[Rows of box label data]
## start

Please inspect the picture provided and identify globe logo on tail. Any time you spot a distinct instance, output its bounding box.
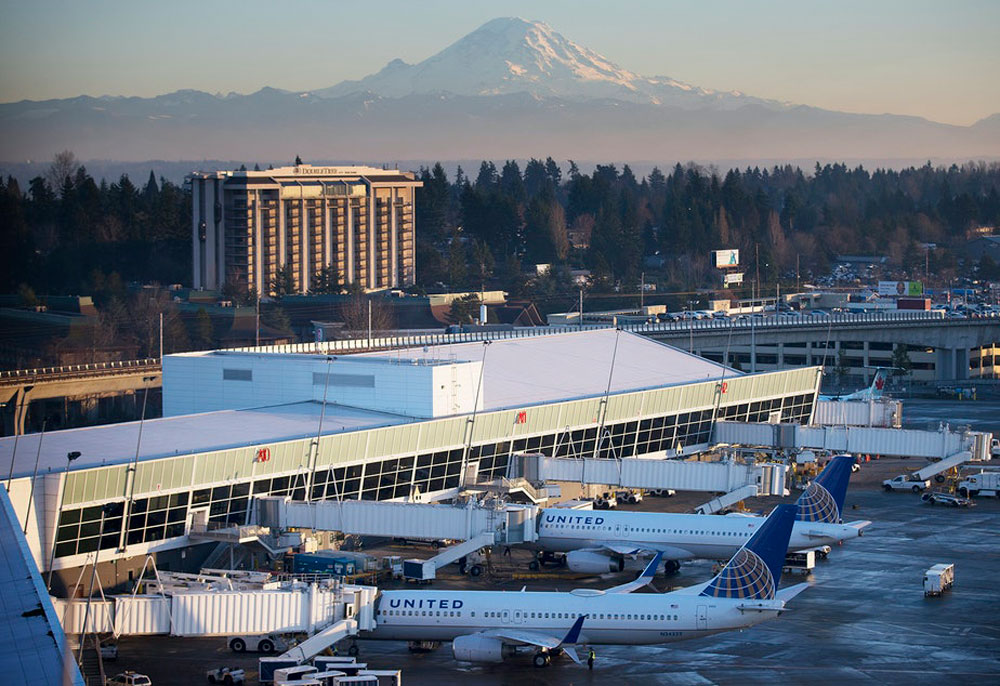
[701,548,775,600]
[797,481,840,524]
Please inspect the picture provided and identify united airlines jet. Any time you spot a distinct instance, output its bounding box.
[533,455,871,574]
[362,505,808,667]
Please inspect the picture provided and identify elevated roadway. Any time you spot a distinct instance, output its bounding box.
[0,358,163,436]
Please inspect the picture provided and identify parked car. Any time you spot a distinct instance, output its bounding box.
[208,667,246,686]
[104,672,153,686]
[882,474,931,493]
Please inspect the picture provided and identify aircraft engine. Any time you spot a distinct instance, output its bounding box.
[451,634,515,662]
[566,550,625,574]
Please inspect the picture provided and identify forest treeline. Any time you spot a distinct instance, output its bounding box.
[417,158,1000,291]
[0,153,1000,295]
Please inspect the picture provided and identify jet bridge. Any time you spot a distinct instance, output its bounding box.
[713,422,992,460]
[257,496,538,580]
[520,454,788,495]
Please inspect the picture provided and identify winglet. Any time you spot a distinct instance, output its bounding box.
[700,505,798,600]
[639,550,663,579]
[559,615,588,646]
[604,550,663,593]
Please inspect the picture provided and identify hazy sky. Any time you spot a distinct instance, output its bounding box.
[0,0,1000,124]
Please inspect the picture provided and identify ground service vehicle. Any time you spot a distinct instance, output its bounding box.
[104,672,153,686]
[594,493,618,510]
[924,563,955,598]
[226,634,289,653]
[615,491,642,505]
[208,667,246,686]
[882,474,931,493]
[958,472,1000,498]
[920,491,975,507]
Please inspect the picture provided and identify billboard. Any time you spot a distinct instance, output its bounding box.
[712,250,740,269]
[878,281,924,297]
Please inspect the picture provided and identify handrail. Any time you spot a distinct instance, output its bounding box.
[0,310,1000,383]
[0,357,160,383]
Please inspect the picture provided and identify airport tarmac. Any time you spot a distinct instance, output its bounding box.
[903,398,1000,436]
[108,460,1000,686]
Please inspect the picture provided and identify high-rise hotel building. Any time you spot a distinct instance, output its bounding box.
[188,169,422,295]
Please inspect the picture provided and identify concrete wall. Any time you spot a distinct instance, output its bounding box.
[163,353,482,417]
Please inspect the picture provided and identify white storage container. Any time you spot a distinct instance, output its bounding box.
[924,563,955,598]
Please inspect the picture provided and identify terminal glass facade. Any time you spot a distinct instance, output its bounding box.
[55,392,815,557]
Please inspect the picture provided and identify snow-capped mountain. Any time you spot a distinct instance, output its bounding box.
[313,18,781,109]
[0,19,1000,164]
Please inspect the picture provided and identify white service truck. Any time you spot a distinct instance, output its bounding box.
[882,474,931,493]
[924,563,955,598]
[958,470,1000,498]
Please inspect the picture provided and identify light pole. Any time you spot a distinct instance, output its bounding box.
[45,450,80,591]
[688,300,698,354]
[24,417,47,536]
[118,374,156,552]
[305,356,336,503]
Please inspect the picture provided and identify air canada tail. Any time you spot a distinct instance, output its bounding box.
[868,374,889,400]
[796,455,854,524]
[700,505,798,600]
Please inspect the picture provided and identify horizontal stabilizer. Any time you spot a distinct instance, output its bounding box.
[775,584,809,603]
[605,552,663,593]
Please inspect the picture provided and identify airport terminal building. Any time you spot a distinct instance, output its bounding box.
[0,329,820,587]
[188,164,422,295]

## end

OBJECTIVE: Rewrite all of these lines, replacing "distinct instance" with "separate instance" wherever it appears and keeping everything else the same. Don't include the pictures.

SOLUTION BELOW:
Please inspect the picture provided and identify globe logo on tail. Any time you spot a separate instance, output its bounding box.
[701,548,775,600]
[797,481,840,524]
Please inspect the picture provided and identify united airlines jet. Any time you spot a separate instance, output its bounding box.
[533,455,871,574]
[362,505,808,667]
Please inspect the picture provided and identify elevated roadway. Any time you spot a separate instance, output its bounding box.
[0,358,163,436]
Please inspect the picture provided and identify parked car. Any time you spot a separate instance, output its bounding box.
[208,667,246,686]
[104,672,153,686]
[882,474,931,493]
Please inspect the picture provided and identify aircraft engine. Any time you spot a separate instance, output its bounding box.
[451,634,515,662]
[566,550,625,574]
Please inspect the picture provided and identify forest treeline. Any time you spot a separate instance, output its bounding box.
[417,158,1000,291]
[0,153,1000,295]
Please inspect the picture provided and identify jet bridge. Any time you spot a separate instance, output its bounding box.
[713,422,992,460]
[257,496,538,580]
[520,454,788,495]
Please inspect the picture provided and identify winglet. Any time you spot a separate instance, output its bounding box.
[700,505,798,600]
[639,550,663,579]
[559,615,588,646]
[604,550,663,593]
Please inspect the picture provided and identify hazy sky. Any time you spot a separate instance, output its bounding box.
[0,0,1000,124]
Please inspect the picture provided and identify ground service vehicle. Any time you spot a separate instance, output its bounding box.
[104,672,153,686]
[594,493,618,510]
[924,563,955,598]
[226,634,289,653]
[615,491,642,505]
[208,667,246,686]
[882,474,931,493]
[958,472,1000,498]
[920,491,975,507]
Please inspect the picture provided and identify billboard. Any time you spot a separate instance, output its bounding box.
[712,250,740,269]
[878,281,924,297]
Please inspect the picture provided and identify handrail. Any time you spot a separate instance, output its bounding box.
[0,310,1000,383]
[0,357,160,383]
Please inspect the picture provided and identify airport tarmac. Any time you spot a separate instance, output its bounding box.
[903,398,1000,436]
[108,460,1000,686]
Please inspect the picture provided and identify high-rise hotel building. Any time you spot a separate instance, output its bounding box.
[188,169,422,295]
Please inspect the picture provided and identify concrete wall. Any time you spot a separate instance, output its bounding box.
[163,353,482,417]
Please inspect the picture provided and identify white storage container. Any time you spot a separate instance, output its bounding box.
[924,563,955,598]
Please inspect the picture provided and identify terminal glass facade. Any time you spot a separate instance, output its bounding box.
[55,392,815,557]
Please inspect the picture provided and identify snow-capped mountain. Any time you spot a separate instance, output its bounding box.
[313,18,781,109]
[0,19,1000,164]
Please inspect the picture provided and identify white service truck. Any time you spot a separate instance, output its bounding box.
[882,474,931,493]
[924,563,955,598]
[958,470,1000,498]
Please inspect the picture provided and identify light pole. Any time you spot a separate instance, output its bounding box.
[45,450,80,591]
[688,300,698,354]
[24,417,47,536]
[118,374,156,552]
[305,356,336,503]
Please inspect the picture provided and identify air canada tail. Any time you spot a separate instance, output its bounding box.
[868,374,889,400]
[796,455,854,524]
[700,505,798,600]
Please inspect the picture provided and identify horizontal stabilizer. Any time you spot a separate instance, output its bounding box.
[775,584,809,603]
[605,552,663,593]
Please inspect the picture provided and identify airport terminal building. Any time you spot a separate instance, output its bounding box.
[0,329,820,587]
[188,164,422,295]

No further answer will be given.